Write out every one of the lines below word for word, without changing or omitting anything.
___ DATA RECORDS ___
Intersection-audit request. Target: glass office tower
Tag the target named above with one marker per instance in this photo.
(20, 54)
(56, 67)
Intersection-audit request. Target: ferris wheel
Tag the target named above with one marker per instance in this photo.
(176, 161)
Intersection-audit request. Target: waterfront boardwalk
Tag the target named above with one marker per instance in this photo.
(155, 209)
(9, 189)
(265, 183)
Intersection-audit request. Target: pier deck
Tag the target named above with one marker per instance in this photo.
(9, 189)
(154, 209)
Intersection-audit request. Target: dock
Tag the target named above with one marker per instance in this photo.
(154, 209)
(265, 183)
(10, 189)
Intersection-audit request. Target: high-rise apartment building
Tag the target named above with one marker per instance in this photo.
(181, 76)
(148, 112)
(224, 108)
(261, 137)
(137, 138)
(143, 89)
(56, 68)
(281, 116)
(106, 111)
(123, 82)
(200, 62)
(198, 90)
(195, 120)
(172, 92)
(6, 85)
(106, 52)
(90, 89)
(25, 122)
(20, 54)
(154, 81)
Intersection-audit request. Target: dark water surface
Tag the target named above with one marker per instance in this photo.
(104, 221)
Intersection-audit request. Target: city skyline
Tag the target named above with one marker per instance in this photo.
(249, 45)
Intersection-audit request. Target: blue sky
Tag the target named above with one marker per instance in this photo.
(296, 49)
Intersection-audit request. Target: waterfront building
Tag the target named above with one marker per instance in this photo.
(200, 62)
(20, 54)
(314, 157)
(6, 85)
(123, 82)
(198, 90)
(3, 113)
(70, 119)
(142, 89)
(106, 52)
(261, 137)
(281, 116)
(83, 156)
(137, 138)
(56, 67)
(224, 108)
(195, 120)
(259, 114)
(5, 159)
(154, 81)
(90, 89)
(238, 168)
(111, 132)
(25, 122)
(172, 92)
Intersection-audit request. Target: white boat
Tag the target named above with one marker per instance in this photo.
___
#### EXPECTED OUTPUT:
Intersection-audit request. Target: glass office tower
Tag the target named above with one marker per instance in this photo.
(20, 54)
(56, 67)
Intersection-audit request. Target: ferris wheel
Tag the target named above with one marker per instance in this photo.
(176, 161)
Intersection-audit request. Target: waterfront boardwalk
Tag the target named above with one marker per instance in this photo.
(155, 209)
(9, 189)
(265, 183)
Intersection-audit request. Target: pier deck
Tag the target named above with one marker per instance in this photo.
(9, 189)
(154, 209)
Intersection-audit request. Target: dock
Tag the target named above with one marker per instance in this photo.
(154, 209)
(265, 183)
(10, 189)
Intersection-audit request. Target: high-rise apartment building
Tag the target named above with one marker per instance in this photo.
(181, 76)
(148, 112)
(224, 108)
(261, 137)
(137, 138)
(143, 89)
(56, 68)
(281, 116)
(106, 111)
(123, 82)
(200, 62)
(198, 90)
(195, 120)
(172, 92)
(6, 85)
(106, 52)
(90, 89)
(25, 122)
(20, 54)
(154, 81)
Intersection-audit request. Target: dark water surface
Tag the target named above with one marker per instance in this photo.
(104, 221)
Intersection-audit request. Target: city skyline
Tag the target named above with one marker per instance in this photo.
(249, 45)
Intersection-audit request. Target: blue sky
Tag the target named above with one marker per instance in this photo.
(296, 49)
Intersection-audit request. Target: waterfront building
Tag the target named above with one marker per instance in this photo.
(200, 62)
(20, 54)
(314, 157)
(6, 85)
(123, 82)
(198, 90)
(3, 113)
(70, 119)
(142, 89)
(106, 52)
(261, 137)
(281, 116)
(83, 156)
(137, 138)
(56, 67)
(224, 108)
(195, 120)
(259, 114)
(5, 159)
(154, 81)
(90, 89)
(238, 168)
(111, 132)
(25, 122)
(172, 92)
Intersection-audit request. Target: white boat
Tag the target named above with one marker per instance in this photo.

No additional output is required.